### WHAT TO DO
Output exactly, please, the lines of the records below from the one containing "Mark a point on each instance of the blue" through the final line.

Items listed in a dataset
++++++++++++++++++++

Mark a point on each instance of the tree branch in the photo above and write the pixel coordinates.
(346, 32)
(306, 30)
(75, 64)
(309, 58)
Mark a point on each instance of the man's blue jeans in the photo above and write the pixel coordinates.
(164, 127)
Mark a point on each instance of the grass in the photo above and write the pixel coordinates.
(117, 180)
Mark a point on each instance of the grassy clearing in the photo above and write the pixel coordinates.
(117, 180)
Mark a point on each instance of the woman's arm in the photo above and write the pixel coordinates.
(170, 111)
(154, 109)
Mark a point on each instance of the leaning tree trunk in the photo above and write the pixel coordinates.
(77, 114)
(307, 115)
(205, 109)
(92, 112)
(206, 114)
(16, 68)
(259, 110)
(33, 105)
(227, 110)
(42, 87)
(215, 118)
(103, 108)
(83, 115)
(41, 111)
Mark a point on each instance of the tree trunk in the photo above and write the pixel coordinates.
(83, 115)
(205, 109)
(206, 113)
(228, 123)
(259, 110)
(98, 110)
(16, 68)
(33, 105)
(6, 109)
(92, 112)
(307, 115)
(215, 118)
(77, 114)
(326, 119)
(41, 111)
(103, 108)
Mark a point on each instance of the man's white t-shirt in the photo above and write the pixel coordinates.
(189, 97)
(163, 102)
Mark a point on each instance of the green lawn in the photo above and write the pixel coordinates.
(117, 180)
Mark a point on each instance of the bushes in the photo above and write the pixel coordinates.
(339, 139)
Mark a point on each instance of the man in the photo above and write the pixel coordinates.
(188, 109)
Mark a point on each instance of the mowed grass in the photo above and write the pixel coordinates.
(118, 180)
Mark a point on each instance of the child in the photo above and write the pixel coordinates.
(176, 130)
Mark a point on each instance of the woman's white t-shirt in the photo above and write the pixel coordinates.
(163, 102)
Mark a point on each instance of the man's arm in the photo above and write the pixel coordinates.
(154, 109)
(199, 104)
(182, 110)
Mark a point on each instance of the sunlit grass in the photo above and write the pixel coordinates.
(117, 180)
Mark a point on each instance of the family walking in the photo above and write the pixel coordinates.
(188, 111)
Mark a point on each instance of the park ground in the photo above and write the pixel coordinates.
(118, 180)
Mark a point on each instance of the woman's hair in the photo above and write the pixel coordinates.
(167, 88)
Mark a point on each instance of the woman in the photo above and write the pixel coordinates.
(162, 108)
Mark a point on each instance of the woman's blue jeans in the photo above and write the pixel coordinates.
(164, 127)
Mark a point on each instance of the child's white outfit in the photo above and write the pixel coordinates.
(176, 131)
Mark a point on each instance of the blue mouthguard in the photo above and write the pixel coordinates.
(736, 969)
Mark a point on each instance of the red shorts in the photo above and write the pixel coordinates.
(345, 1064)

++++++++++++++++++++

### EXERCISE SOLUTION
Mark a point on each instance of the blue mouthguard in the photo above and write the pixel coordinates.
(736, 969)
Mark a point on each instance of the red shorts in the photo above and write the pixel coordinates.
(345, 1064)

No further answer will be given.